=== Exercise instructions ===
Copy out the data below word for word, beginning with the line that contains "Find the dark jacket in this photo." and continuing through the line that contains "[0, 20, 600, 422]", including both of those lines.

[Items in a dataset]

↓↓↓

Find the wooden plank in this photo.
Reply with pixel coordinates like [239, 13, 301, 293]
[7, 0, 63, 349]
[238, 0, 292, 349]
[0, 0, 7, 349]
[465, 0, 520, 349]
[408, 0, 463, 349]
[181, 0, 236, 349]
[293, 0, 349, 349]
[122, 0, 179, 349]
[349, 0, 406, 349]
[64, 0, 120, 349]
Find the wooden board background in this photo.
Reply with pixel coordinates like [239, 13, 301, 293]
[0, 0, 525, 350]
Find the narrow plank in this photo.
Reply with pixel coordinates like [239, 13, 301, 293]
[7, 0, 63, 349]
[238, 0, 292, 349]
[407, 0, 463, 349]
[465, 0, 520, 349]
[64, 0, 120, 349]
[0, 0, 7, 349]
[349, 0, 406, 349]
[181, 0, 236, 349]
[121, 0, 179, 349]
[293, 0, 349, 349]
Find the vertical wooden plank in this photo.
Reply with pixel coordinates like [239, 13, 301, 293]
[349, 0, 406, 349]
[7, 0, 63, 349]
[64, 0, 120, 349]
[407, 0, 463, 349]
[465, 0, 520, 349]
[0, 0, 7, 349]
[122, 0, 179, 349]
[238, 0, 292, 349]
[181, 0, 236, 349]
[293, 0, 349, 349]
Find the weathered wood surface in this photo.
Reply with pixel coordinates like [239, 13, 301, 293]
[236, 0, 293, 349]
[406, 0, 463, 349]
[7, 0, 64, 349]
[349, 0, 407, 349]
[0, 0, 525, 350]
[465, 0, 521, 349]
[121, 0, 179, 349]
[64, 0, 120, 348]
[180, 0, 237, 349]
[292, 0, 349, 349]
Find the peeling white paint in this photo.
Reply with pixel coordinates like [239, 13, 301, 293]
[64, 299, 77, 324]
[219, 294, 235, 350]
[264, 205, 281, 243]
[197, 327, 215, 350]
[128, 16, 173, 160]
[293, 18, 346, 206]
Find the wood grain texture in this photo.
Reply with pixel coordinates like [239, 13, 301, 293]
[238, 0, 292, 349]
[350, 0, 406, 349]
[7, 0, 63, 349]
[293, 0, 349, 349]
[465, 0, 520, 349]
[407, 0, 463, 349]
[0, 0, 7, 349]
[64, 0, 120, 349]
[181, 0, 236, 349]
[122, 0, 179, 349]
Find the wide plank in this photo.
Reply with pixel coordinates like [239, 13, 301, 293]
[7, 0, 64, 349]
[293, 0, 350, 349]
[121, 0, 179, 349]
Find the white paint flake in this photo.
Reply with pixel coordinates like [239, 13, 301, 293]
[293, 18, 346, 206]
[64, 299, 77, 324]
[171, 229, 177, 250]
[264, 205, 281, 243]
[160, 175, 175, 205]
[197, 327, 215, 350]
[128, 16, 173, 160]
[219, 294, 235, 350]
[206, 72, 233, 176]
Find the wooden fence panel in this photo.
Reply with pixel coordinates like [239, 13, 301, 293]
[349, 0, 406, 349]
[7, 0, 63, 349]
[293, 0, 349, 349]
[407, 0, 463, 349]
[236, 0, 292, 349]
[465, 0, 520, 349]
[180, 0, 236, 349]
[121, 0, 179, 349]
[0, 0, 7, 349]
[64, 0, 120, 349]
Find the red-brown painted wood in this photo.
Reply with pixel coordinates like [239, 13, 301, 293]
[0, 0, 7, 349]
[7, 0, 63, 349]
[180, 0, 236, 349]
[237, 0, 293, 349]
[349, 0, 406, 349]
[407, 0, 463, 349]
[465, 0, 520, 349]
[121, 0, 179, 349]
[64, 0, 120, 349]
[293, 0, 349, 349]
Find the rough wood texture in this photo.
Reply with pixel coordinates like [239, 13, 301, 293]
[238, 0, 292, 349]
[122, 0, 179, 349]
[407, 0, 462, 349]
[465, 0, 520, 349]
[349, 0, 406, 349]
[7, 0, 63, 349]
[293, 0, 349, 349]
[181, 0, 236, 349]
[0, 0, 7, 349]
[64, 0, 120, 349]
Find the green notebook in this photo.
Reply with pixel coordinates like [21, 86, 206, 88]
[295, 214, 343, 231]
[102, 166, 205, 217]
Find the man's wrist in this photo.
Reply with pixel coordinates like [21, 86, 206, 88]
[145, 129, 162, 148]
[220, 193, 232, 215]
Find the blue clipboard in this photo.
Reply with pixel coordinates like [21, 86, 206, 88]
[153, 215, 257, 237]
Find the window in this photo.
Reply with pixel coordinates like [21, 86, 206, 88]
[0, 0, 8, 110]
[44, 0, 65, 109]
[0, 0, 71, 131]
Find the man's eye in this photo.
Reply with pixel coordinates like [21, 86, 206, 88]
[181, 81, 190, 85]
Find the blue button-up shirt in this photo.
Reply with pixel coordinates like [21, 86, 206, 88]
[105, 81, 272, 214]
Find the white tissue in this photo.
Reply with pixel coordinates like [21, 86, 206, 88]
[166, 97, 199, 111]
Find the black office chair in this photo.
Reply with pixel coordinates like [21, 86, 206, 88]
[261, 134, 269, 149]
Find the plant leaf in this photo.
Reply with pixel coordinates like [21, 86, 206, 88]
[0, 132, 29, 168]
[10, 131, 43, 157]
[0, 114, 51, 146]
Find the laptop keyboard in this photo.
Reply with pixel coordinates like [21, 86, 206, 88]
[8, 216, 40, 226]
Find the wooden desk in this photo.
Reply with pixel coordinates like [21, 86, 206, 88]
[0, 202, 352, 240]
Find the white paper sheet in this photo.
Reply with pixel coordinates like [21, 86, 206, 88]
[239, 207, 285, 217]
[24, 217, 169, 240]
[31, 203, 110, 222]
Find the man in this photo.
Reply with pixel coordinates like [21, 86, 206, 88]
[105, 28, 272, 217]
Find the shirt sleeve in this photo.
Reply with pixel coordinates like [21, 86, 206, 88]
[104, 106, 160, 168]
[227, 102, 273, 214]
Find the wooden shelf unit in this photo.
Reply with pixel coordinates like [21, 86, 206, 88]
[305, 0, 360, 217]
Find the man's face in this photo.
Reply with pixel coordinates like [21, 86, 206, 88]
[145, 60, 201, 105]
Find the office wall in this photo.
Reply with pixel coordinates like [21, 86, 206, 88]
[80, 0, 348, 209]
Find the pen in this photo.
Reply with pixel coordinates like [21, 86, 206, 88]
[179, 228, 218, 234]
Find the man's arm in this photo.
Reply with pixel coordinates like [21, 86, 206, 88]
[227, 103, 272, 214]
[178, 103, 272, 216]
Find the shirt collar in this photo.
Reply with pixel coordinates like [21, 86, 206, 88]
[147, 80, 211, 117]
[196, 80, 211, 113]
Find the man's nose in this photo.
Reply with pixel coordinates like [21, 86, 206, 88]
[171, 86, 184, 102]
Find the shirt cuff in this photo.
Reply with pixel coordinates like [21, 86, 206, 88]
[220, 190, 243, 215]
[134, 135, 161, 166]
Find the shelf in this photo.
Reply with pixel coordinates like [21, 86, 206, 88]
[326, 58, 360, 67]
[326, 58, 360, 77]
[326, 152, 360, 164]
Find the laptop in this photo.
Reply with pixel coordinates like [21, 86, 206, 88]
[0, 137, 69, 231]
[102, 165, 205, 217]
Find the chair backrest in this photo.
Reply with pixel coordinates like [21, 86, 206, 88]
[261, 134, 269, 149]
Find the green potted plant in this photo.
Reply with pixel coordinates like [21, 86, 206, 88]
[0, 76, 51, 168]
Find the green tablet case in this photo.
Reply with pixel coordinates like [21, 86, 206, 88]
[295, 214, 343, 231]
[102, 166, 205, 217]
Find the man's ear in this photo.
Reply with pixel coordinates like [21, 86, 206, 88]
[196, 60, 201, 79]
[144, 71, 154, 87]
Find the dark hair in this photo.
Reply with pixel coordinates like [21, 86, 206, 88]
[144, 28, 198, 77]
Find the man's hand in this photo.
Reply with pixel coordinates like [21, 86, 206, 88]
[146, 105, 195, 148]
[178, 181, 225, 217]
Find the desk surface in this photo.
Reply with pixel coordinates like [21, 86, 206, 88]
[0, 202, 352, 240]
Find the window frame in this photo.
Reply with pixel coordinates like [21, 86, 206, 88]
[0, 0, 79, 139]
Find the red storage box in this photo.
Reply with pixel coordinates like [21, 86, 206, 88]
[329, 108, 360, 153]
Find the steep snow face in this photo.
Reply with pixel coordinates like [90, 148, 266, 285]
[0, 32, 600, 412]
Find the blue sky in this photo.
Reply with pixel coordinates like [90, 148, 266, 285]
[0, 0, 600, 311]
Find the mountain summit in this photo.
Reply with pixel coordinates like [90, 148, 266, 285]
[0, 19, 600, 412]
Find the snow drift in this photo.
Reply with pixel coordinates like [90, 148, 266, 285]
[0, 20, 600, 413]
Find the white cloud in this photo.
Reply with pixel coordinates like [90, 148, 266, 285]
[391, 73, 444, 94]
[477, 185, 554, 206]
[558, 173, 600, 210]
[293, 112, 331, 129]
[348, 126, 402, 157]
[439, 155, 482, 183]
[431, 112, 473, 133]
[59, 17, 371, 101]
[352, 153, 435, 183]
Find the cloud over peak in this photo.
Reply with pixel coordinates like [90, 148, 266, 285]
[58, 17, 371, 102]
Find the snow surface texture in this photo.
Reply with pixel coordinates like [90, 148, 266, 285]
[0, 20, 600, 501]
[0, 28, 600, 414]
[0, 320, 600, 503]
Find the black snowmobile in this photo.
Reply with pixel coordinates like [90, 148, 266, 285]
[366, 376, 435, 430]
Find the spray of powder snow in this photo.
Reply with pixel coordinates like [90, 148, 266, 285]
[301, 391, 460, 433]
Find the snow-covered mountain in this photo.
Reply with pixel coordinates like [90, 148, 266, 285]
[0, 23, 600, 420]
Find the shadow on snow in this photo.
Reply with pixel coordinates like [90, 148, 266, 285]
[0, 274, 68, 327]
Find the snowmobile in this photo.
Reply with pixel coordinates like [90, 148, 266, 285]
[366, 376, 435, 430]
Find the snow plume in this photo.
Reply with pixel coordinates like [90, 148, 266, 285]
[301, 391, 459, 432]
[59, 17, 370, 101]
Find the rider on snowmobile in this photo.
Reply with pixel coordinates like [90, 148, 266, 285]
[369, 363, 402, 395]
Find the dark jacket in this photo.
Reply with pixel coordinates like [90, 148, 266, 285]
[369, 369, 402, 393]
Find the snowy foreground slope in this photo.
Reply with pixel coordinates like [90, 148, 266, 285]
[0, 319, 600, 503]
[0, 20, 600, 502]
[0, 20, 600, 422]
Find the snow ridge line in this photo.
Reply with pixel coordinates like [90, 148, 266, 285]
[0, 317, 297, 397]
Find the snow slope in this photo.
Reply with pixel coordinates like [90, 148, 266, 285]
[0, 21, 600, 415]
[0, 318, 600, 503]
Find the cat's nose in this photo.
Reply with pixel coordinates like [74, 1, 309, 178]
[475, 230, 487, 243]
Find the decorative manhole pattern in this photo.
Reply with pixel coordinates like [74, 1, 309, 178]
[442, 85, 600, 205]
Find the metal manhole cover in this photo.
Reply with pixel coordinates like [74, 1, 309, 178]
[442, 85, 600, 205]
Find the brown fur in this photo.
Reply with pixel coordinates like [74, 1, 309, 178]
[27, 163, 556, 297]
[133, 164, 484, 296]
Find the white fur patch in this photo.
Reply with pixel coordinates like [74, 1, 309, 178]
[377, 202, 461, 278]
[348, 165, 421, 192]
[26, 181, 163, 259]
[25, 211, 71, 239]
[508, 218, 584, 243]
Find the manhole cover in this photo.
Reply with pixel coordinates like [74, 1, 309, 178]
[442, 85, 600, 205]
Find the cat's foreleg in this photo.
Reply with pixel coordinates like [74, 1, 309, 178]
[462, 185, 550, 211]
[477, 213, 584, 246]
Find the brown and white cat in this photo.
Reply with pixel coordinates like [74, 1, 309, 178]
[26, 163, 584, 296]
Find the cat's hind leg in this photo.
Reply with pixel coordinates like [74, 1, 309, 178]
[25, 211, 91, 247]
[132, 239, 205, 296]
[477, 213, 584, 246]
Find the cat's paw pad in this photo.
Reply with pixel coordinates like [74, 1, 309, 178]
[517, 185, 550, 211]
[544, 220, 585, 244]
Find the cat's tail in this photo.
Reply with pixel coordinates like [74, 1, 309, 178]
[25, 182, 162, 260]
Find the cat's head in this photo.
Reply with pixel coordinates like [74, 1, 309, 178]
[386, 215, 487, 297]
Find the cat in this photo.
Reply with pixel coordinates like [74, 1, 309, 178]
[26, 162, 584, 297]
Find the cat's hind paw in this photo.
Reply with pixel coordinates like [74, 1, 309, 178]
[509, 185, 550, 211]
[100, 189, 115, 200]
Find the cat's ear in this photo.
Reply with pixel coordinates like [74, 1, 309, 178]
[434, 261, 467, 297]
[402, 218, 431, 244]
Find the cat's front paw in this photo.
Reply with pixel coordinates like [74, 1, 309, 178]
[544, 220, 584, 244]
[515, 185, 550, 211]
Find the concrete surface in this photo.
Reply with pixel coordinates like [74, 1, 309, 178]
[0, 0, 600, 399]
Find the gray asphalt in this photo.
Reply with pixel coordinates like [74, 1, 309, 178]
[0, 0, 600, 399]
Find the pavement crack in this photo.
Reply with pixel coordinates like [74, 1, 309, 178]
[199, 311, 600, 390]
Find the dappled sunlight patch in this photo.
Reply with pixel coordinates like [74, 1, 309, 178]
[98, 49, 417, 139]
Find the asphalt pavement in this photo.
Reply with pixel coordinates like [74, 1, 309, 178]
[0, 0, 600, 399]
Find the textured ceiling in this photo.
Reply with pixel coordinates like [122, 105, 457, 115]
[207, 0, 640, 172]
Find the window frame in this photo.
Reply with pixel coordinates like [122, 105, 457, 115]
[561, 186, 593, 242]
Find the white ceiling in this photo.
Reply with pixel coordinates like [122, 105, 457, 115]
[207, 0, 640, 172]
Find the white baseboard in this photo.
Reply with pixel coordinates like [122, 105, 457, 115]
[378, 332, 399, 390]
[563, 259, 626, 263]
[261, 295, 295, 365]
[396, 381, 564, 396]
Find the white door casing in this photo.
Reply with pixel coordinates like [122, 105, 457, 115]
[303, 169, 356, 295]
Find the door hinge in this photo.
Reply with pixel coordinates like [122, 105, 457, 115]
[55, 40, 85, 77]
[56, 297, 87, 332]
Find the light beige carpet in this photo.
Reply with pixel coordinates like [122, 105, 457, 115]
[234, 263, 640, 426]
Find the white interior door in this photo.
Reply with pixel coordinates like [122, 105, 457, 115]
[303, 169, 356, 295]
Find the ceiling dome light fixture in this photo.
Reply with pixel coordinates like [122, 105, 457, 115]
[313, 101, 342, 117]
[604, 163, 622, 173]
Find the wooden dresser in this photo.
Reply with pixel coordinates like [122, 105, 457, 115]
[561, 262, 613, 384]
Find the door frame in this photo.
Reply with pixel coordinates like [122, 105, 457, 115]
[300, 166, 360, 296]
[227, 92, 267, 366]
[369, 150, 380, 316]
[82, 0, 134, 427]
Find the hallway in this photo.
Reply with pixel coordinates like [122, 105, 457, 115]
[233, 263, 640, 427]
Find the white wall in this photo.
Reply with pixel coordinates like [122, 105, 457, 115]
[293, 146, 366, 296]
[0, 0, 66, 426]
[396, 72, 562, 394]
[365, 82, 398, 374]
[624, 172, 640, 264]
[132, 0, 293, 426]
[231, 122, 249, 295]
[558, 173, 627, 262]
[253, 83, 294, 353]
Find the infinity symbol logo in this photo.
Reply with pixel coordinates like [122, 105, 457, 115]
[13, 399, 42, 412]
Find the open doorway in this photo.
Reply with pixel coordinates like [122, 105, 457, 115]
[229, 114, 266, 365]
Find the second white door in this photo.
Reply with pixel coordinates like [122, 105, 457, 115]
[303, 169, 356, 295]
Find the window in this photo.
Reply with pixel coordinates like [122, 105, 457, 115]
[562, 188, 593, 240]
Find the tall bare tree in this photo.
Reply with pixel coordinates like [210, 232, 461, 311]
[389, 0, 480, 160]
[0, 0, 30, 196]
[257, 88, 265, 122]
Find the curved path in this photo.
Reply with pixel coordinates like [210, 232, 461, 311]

↑↑↑

=== The output ===
Find the dark jacket in this photo.
Reply with pixel coordinates like [90, 148, 266, 285]
[369, 369, 402, 393]
Find the snowy foreground slope in this photo.
Reply with pixel coordinates like [90, 148, 266, 285]
[0, 319, 600, 503]
[0, 20, 600, 502]
[0, 20, 600, 422]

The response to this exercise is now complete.